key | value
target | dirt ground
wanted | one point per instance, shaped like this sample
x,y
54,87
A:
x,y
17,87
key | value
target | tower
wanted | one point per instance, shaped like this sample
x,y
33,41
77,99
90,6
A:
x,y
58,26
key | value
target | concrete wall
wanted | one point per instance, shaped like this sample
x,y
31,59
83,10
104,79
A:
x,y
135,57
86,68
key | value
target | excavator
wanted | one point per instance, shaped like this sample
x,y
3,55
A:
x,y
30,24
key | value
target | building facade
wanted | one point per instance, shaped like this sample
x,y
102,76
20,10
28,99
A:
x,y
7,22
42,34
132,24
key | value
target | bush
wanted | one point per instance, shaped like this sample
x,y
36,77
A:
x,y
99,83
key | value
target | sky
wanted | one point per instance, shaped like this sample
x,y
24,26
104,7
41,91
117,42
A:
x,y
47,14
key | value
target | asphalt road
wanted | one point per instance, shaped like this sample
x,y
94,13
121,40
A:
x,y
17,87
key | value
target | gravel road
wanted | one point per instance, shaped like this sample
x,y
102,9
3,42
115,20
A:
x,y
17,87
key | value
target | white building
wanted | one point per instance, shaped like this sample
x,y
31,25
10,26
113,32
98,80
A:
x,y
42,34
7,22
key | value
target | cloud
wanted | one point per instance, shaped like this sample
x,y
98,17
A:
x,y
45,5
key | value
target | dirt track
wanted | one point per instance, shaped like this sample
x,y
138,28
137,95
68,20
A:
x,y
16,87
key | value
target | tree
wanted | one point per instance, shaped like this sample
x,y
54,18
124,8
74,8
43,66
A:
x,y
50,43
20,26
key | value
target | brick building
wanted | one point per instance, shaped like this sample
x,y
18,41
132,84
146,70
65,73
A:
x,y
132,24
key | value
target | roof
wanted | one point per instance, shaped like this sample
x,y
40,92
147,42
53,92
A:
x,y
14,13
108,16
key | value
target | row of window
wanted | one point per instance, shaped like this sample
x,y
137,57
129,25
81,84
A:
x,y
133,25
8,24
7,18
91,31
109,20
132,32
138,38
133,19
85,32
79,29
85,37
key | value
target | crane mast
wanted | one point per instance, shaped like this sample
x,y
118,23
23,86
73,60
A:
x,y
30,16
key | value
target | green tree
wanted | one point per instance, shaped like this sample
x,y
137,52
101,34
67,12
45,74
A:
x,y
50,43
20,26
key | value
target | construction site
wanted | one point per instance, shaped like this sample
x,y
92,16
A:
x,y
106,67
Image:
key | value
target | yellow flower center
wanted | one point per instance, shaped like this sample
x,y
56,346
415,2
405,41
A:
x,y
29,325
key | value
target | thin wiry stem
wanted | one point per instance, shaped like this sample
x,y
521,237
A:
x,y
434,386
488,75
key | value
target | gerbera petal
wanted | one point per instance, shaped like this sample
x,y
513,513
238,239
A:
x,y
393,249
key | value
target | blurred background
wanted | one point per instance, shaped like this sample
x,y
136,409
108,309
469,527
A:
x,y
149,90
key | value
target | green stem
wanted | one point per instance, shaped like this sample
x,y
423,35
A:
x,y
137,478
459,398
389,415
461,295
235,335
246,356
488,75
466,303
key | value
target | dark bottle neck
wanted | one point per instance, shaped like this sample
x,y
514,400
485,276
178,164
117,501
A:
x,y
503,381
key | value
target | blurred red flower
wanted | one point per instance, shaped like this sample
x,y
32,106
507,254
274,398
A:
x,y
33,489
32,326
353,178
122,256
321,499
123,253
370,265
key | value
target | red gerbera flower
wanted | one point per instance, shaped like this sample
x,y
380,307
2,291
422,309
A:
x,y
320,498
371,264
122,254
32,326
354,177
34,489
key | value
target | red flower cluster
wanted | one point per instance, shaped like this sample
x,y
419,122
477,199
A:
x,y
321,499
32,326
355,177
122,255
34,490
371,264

::::::::

Task: Retype the listing above in full, with no alterations.

Reply to the task:
key | value
target | dirt ground
wanted | one point per instance, shaped like this sample
x,y
54,87
A:
x,y
17,87
key | value
target | tower
wanted | one point per instance, shaped like this sample
x,y
33,41
77,99
90,6
A:
x,y
58,26
key | value
target | concrete wall
wanted | one point per instance, shaped like this sample
x,y
31,59
83,10
104,79
A:
x,y
135,57
86,68
key | value
target | excavator
wanted | one point per instance, shaped like this sample
x,y
3,55
A:
x,y
30,24
key | value
target | building facade
wanted | one point per instance, shaped like this sample
x,y
102,76
20,10
28,99
A:
x,y
7,22
42,34
132,24
key | value
target | bush
wanted | one point per instance, shaped like this sample
x,y
36,77
A:
x,y
99,83
key | value
target | sky
wanted | one point per instance, shaped like this sample
x,y
24,26
104,7
41,91
117,42
A:
x,y
47,14
key | value
target | asphalt road
wanted | one point per instance, shaped like this sample
x,y
94,13
121,40
A:
x,y
17,87
key | value
target | gravel road
wanted | one point per instance, shaped like this sample
x,y
102,9
3,42
115,20
A:
x,y
17,87
key | value
target | white building
wanted | one point per instance, shaped like this sample
x,y
31,25
10,26
113,32
98,80
A:
x,y
42,34
7,22
key | value
target | cloud
wanted | one point per instance, shaped like this sample
x,y
98,17
A:
x,y
45,5
key | value
target | dirt track
wanted | one point per instance, shaped like this sample
x,y
138,28
137,95
68,20
A:
x,y
16,87
key | value
target | tree
wanted | one point per instance, shaped like this sample
x,y
54,18
124,8
74,8
43,66
A:
x,y
50,43
20,26
key | value
target | brick building
wanted | one point per instance, shaped like this sample
x,y
18,41
132,84
146,70
65,73
A:
x,y
132,24
key | value
target | roof
wanted | one point per instance, shaped like this sample
x,y
40,92
147,42
53,92
A:
x,y
14,13
108,16
key | value
target | row of window
wanted | one point per instance, shaped like this sample
x,y
137,57
129,25
81,84
A:
x,y
133,25
8,24
7,18
91,31
109,20
132,32
138,38
133,19
85,32
79,29
85,37
key | value
target | crane mast
wanted | one point per instance, shaped like this sample
x,y
118,23
23,86
73,60
A:
x,y
30,16
key | value
target | green tree
wanted | one point per instance, shaped like this sample
x,y
137,52
101,34
67,12
45,74
A:
x,y
50,43
20,26
key | value
target | construction site
wanted | one point per instance, shaped like this sample
x,y
92,16
A:
x,y
106,67
Image:
key | value
target | yellow flower center
wanted | one point per instance, shaped like this sample
x,y
56,346
415,2
405,41
A:
x,y
29,325
key | value
target | thin wiry stem
wanted | one point per instance, shaped like this sample
x,y
521,237
A:
x,y
434,386
488,75
key | value
target | gerbera petal
wanted | one point per instance, shaped like this sample
x,y
513,513
238,239
A:
x,y
393,249
key | value
target | blurred background
wanted | one point per instance, shaped like this sample
x,y
136,409
108,309
469,527
A:
x,y
149,90
key | value
target | green stem
wanted | one point per instance, shaped like this sample
x,y
423,35
A:
x,y
137,478
459,398
389,415
461,295
235,335
246,356
488,75
466,303
key | value
target | dark bottle neck
wanted | one point per instance, shaped like this sample
x,y
514,400
485,276
178,164
117,501
A:
x,y
503,381
key | value
target | blurred red flower
wanted | one point per instance, shaped like this sample
x,y
32,106
507,254
274,398
A:
x,y
33,489
32,326
353,178
122,256
321,499
123,253
370,265
key | value
target | red gerbera flower
wanted | one point per instance, shaped like this sample
x,y
380,307
2,291
422,309
A:
x,y
320,498
371,264
122,254
32,326
354,177
34,489
key | value
target | red flower cluster
wanted | one point per instance, shaped like this sample
x,y
419,122
477,199
A:
x,y
321,499
32,326
355,177
122,255
34,490
371,264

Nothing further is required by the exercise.